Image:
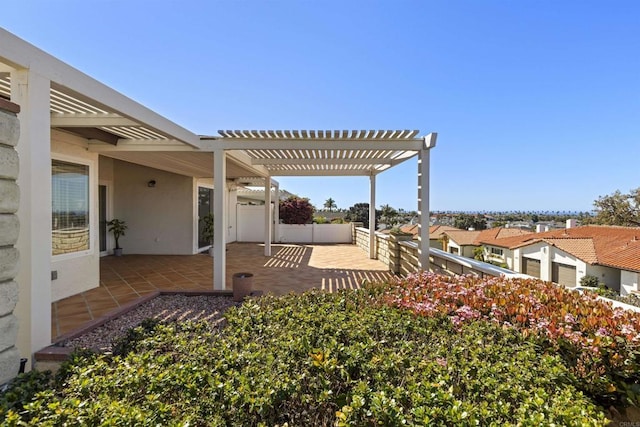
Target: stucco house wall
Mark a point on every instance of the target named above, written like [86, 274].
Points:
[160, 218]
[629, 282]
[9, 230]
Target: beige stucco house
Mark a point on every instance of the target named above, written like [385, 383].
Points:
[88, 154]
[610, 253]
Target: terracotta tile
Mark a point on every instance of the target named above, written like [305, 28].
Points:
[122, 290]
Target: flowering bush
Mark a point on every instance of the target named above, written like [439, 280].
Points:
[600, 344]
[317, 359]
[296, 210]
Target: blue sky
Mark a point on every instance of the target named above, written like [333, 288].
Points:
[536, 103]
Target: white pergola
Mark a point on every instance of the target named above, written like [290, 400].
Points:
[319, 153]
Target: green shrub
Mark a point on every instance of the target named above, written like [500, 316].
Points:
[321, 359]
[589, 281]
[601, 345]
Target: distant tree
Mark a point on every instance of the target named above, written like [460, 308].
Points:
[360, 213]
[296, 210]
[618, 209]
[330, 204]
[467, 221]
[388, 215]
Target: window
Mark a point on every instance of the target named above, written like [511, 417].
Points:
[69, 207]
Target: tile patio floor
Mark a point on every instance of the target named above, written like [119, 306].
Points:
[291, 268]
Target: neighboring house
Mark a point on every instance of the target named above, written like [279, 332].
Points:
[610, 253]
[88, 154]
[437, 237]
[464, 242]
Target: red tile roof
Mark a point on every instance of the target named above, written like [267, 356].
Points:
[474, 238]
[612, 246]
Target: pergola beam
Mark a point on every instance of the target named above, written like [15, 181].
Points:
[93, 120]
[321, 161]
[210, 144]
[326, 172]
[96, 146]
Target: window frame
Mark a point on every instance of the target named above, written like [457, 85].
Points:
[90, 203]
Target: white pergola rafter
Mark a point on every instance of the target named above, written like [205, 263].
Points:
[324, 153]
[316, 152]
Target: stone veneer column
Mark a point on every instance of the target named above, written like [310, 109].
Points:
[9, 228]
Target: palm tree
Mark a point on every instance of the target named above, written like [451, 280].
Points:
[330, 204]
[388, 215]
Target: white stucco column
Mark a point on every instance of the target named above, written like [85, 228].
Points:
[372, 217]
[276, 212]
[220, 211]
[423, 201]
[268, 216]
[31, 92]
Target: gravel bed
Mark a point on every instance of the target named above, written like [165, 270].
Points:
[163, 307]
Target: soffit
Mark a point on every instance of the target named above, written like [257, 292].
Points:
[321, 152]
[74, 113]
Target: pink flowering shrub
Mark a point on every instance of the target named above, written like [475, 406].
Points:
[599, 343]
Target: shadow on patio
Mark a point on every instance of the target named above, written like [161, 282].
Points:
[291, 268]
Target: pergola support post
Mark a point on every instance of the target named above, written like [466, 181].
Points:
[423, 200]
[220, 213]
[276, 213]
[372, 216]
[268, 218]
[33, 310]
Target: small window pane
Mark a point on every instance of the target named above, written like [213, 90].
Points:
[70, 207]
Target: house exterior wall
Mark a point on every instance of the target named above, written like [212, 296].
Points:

练习说明
将上面全部条目的各行转换为 Markdown 表格，列名为“序号”和“内容”，省略空行，答案中不包含图片。

书面回答
| 序号 | 内容 |
|---|---|
| 1 | Image: |
| 2 | Target: stucco house wall |
| 3 | Mark a point on every instance of the target named above, written like [86, 274]. |
| 4 | Points: |
| 5 | [160, 218] |
| 6 | [629, 282] |
| 7 | [9, 230] |
| 8 | Target: beige stucco house |
| 9 | Mark a point on every instance of the target named above, written like [385, 383]. |
| 10 | Points: |
| 11 | [88, 154] |
| 12 | [610, 253] |
| 13 | Target: terracotta tile |
| 14 | Mark a point on every instance of the target named above, written like [305, 28]. |
| 15 | Points: |
| 16 | [122, 290] |
| 17 | Target: flowering bush |
| 18 | Mark a point on every instance of the target named above, written like [439, 280]. |
| 19 | Points: |
| 20 | [600, 344] |
| 21 | [317, 359] |
| 22 | [296, 210] |
| 23 | Target: blue sky |
| 24 | Mark a point on every instance of the target named above, written like [333, 288]. |
| 25 | Points: |
| 26 | [536, 103] |
| 27 | Target: white pergola |
| 28 | Mark a point on every instance of the target named above, written like [290, 400]. |
| 29 | Points: |
| 30 | [319, 153] |
| 31 | Target: green shrub |
| 32 | Mark a point on every instance of the target named above, written like [500, 316]. |
| 33 | Points: |
| 34 | [321, 359] |
| 35 | [589, 281] |
| 36 | [601, 345] |
| 37 | Target: distant tree |
| 38 | Mark a point on every instance of the target named above, written like [460, 308]. |
| 39 | Points: |
| 40 | [360, 213] |
| 41 | [296, 210] |
| 42 | [618, 209] |
| 43 | [330, 204] |
| 44 | [467, 221] |
| 45 | [388, 215] |
| 46 | Target: window |
| 47 | Mark a point on every instance of the target named above, written like [511, 417]. |
| 48 | Points: |
| 49 | [69, 207] |
| 50 | Target: tile patio floor |
| 51 | Mark a point on every instance of the target named above, written like [119, 306]. |
| 52 | Points: |
| 53 | [291, 268] |
| 54 | Target: neighboring house |
| 55 | Mark a point on every instance of the target named above, written like [279, 332]. |
| 56 | Points: |
| 57 | [610, 253] |
| 58 | [88, 154] |
| 59 | [437, 237] |
| 60 | [464, 242] |
| 61 | Target: red tile roof |
| 62 | Mark a point on every instance of the target named above, written like [267, 356]. |
| 63 | Points: |
| 64 | [474, 238] |
| 65 | [612, 246] |
| 66 | Target: pergola beam |
| 67 | Mark a point on every instance of the target named above, written like [15, 181]. |
| 68 | Points: |
| 69 | [93, 120] |
| 70 | [321, 161] |
| 71 | [210, 144] |
| 72 | [326, 172] |
| 73 | [96, 146] |
| 74 | Target: window frame |
| 75 | Mark a point on every instance of the target named above, written like [457, 85]. |
| 76 | Points: |
| 77 | [90, 203] |
| 78 | Target: white pergola rafter |
| 79 | Mark a point on every instance of the target named above, written like [205, 263]. |
| 80 | Points: |
| 81 | [324, 153] |
| 82 | [316, 152] |
| 83 | Target: stone veneer column |
| 84 | Mark a point on every instance of the target named above, written like [310, 109]. |
| 85 | Points: |
| 86 | [9, 228] |
| 87 | Target: palm tree |
| 88 | Mark a point on every instance of the target named above, written like [451, 280]. |
| 89 | Points: |
| 90 | [330, 204] |
| 91 | [388, 215] |
| 92 | Target: white stucco column |
| 93 | Mark a point on every instance of the target named above, written like [85, 228]. |
| 94 | Points: |
| 95 | [372, 217] |
| 96 | [276, 212] |
| 97 | [220, 211] |
| 98 | [423, 201] |
| 99 | [268, 216] |
| 100 | [31, 92] |
| 101 | Target: gravel bed |
| 102 | Mark a point on every instance of the target named above, written like [165, 270]. |
| 103 | Points: |
| 104 | [163, 307] |
| 105 | Target: soffit |
| 106 | Mark a point on every instance of the target named above, written like [257, 292]. |
| 107 | Points: |
| 108 | [321, 152] |
| 109 | [74, 113] |
| 110 | Target: pink flowering shrub |
| 111 | Mark a point on every instance of the target named above, written like [475, 406]. |
| 112 | Points: |
| 113 | [599, 343] |
| 114 | Target: shadow on patio |
| 115 | Mark a point on every instance of the target named above, written like [161, 282]. |
| 116 | Points: |
| 117 | [291, 268] |
| 118 | Target: pergola support post |
| 119 | Mark a point on every instance of the target named above, written like [466, 181]. |
| 120 | Points: |
| 121 | [423, 200] |
| 122 | [220, 213] |
| 123 | [276, 213] |
| 124 | [372, 216] |
| 125 | [268, 218] |
| 126 | [33, 310] |
| 127 | Target: small window pane |
| 128 | Mark a point on every instance of the target named above, written like [213, 90]. |
| 129 | Points: |
| 130 | [70, 207] |
| 131 | Target: house exterior wall |
| 132 | Mark a point on every instance of the target named above, written like [212, 296]. |
| 133 | Points: |